英AstraZeneca社と米Merck社は6月27日、生殖細胞系列にBRCA1/2変異を有するHER2陰性の再発リスクが高い早期乳癌で、術前または術後化学療法を受けた患者の術後補助療法として、PARP阻害薬オラパリブの単剤投与もしくはホルモン療法との併用投与について欧州医薬品庁の医薬品委員会が承認を推奨する勧告を行ったと発表した。欧州における適応拡大が近づいた。
オラパリブの術後補助療法としての有効性は、フェーズ3試験であるOlympiA試験で示されている。OlympiA試験は、生殖細胞系列にBRCA1/2変異を有するHER2陰性の再発リスクが高い早期乳癌で、術前または術後化学療法を行い、さらに局所療法が完了した患者を、オラパリブを投与する群(オラパリブ群)とプラセボを投与する群(プラセボ群)に割り付けて行われている二重盲検並行群間プラセボ対照多施設試験。
OlympiA試験の結果、オラパリブ群がプラセボ群に比べて浸潤性疾患のない生存期間(IDFS)と無遠隔転移生存(DDFS)を有意に延長することが既に報告されていた。IDFSの層別ハザード比は0.58、p<0.0001、DDFSのハザード比は0.57、p<0.0001だった。
OlympiA試験の結果に基づいて、オラパリブは生殖細胞系列にBRCA変異を有し、HER2陰性の早期乳癌で術前または術後に化学療法を受けた患者の術後補助療法としての承認を3月に米国で取得している。日本でも承認申請中である。

════════════════

本文によると、オラパリブが3月に米国で術後補助療法としての承認を取得したのは何に基づくものか。その根拠となった結果も含めて説明してください。

════════════════

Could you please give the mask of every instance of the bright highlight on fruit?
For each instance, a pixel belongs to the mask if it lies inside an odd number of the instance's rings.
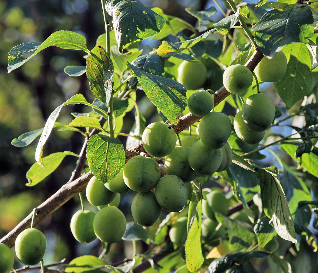
[[[223,74],[223,84],[230,93],[240,94],[243,93],[253,82],[252,72],[246,66],[241,64],[230,65]]]

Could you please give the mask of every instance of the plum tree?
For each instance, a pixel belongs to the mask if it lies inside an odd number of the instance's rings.
[[[275,106],[268,96],[253,94],[244,102],[242,109],[243,120],[249,129],[260,132],[267,129],[275,117]]]
[[[94,206],[109,204],[114,199],[116,196],[116,192],[109,190],[95,176],[91,178],[86,188],[87,200]]]
[[[161,172],[159,165],[153,158],[137,155],[126,163],[123,175],[125,183],[130,189],[136,191],[145,192],[156,186]]]
[[[169,231],[169,237],[171,241],[179,248],[182,247],[187,240],[187,222],[188,217],[186,216],[178,218],[175,221]]]
[[[238,112],[234,118],[233,125],[238,136],[248,144],[256,144],[264,137],[265,131],[255,132],[249,129],[243,120],[242,111]]]
[[[93,222],[95,214],[88,210],[76,212],[71,219],[71,231],[79,242],[86,244],[96,238]]]
[[[17,237],[16,254],[20,262],[27,265],[38,263],[43,258],[46,248],[44,234],[35,228],[27,228]]]
[[[185,204],[187,188],[176,176],[165,176],[156,187],[156,199],[162,208],[171,212],[181,210]]]
[[[287,68],[287,59],[280,51],[272,59],[264,57],[255,68],[254,73],[263,82],[277,82],[283,77]]]
[[[147,126],[142,134],[142,140],[146,152],[153,156],[162,157],[172,151],[177,136],[171,126],[157,122]]]
[[[230,65],[223,74],[223,84],[229,92],[233,94],[243,93],[252,85],[252,72],[241,64]]]
[[[97,212],[93,225],[94,232],[99,239],[106,243],[115,243],[125,233],[126,218],[119,209],[110,206]]]
[[[188,108],[191,114],[197,117],[204,116],[214,105],[214,100],[211,94],[205,90],[199,90],[192,94],[188,99]]]
[[[177,146],[164,159],[167,174],[176,175],[185,183],[192,181],[197,175],[189,164],[190,149],[190,147]]]
[[[196,90],[204,83],[207,70],[201,62],[183,61],[178,68],[177,81],[187,89]]]
[[[205,146],[201,140],[190,148],[188,157],[191,168],[199,174],[210,175],[221,165],[223,153],[221,149],[214,150]]]
[[[10,248],[2,243],[0,243],[0,273],[8,273],[13,266],[14,257]]]
[[[137,224],[144,226],[153,225],[162,211],[162,208],[152,191],[138,192],[131,203],[133,218]]]
[[[226,115],[219,112],[210,112],[200,122],[199,135],[202,143],[211,149],[224,146],[232,132],[232,123]]]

════════════════

回答. OlympiA試験の結果に基づくものである。同試験では、オラパリブ群がプラセボ群に比べて浸潤性疾患のない生存期間（IDFS）と無遠隔転移生存（DDFS）を有意に延長した。IDFSの層別ハザード比は0.58（p<0.0001）、DDFSのハザード比は0.57（p<0.0001）だった。